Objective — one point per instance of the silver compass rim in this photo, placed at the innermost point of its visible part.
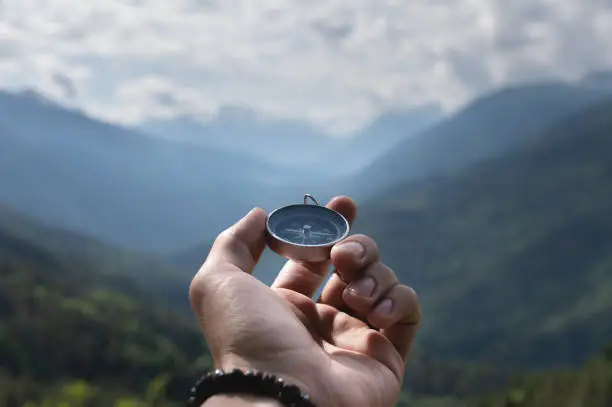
(345, 234)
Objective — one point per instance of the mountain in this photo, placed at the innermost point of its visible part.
(293, 143)
(512, 257)
(290, 143)
(66, 322)
(487, 127)
(113, 183)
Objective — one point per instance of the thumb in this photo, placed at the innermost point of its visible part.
(240, 246)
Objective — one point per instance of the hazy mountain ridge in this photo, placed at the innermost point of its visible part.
(513, 256)
(297, 144)
(487, 127)
(65, 168)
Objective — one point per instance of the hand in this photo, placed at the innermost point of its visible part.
(347, 349)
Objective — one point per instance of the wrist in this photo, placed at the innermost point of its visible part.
(309, 382)
(231, 400)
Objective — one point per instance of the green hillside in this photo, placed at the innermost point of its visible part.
(68, 325)
(512, 258)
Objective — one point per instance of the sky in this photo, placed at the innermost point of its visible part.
(336, 63)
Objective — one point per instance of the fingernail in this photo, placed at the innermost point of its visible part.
(354, 247)
(384, 308)
(363, 288)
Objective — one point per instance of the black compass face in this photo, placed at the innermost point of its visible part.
(308, 225)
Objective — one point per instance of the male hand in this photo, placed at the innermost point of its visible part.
(349, 348)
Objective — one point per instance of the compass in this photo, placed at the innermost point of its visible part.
(305, 232)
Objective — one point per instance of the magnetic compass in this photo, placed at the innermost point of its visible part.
(305, 232)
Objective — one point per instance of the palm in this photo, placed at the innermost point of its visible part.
(329, 348)
(331, 354)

____________

**GOAL OF THE EXERCISE:**
Rewrite all of the entries above, changing "photo" to "image" wherever it appears and keeping every other word the same. Omit the pictures from your answer.

**ANSWER FOR THE TASK:**
Objective — one point per instance of the silver compass rim in this image, placed at the innermost point of its visible part.
(345, 234)
Objective — one point per instance of the mountain in this image, placed at the innermost point of its visible part.
(293, 143)
(512, 257)
(290, 143)
(66, 322)
(487, 127)
(113, 183)
Objective — one point per instance of the thumb in this image, placed at the innermost point of its visible part.
(240, 246)
Objective — one point per instance of the hazy mountain ridge in this image, placed at the innermost point of its visible part.
(513, 256)
(297, 144)
(487, 127)
(65, 168)
Objective — one point per instance of the hand in this image, placed at the innermost point of its visible part.
(347, 349)
Objective — one point per instance of the wrist in this image, placed at the innermost point of its visible part.
(309, 382)
(231, 400)
Objective — one point per instance of the green hillside in this image, placed at the innermost point of its visible part.
(68, 325)
(512, 258)
Objective — one point per instance of the sky in this image, placed at the innermost point of its visible part.
(336, 63)
Objective — one point per instance of the fingernail in this image, placed at the innermost point of its visible part.
(354, 247)
(384, 308)
(363, 288)
Objective — one point per instance of the black compass face in this image, placed at the innermost point of its visible part.
(308, 225)
Objective — one point per instance of the male hand in this image, placed at the innermost point of its visible part.
(349, 348)
Objective — one point per instance of the compass in this image, placed at the innermost point of its visible part.
(305, 232)
Objective — one point per instance of the magnetic compass in this image, placed at the innermost point of its visible part.
(305, 232)
Objective — one point per instance of the palm in this image, placed at the innermost point of its visible part.
(329, 348)
(331, 354)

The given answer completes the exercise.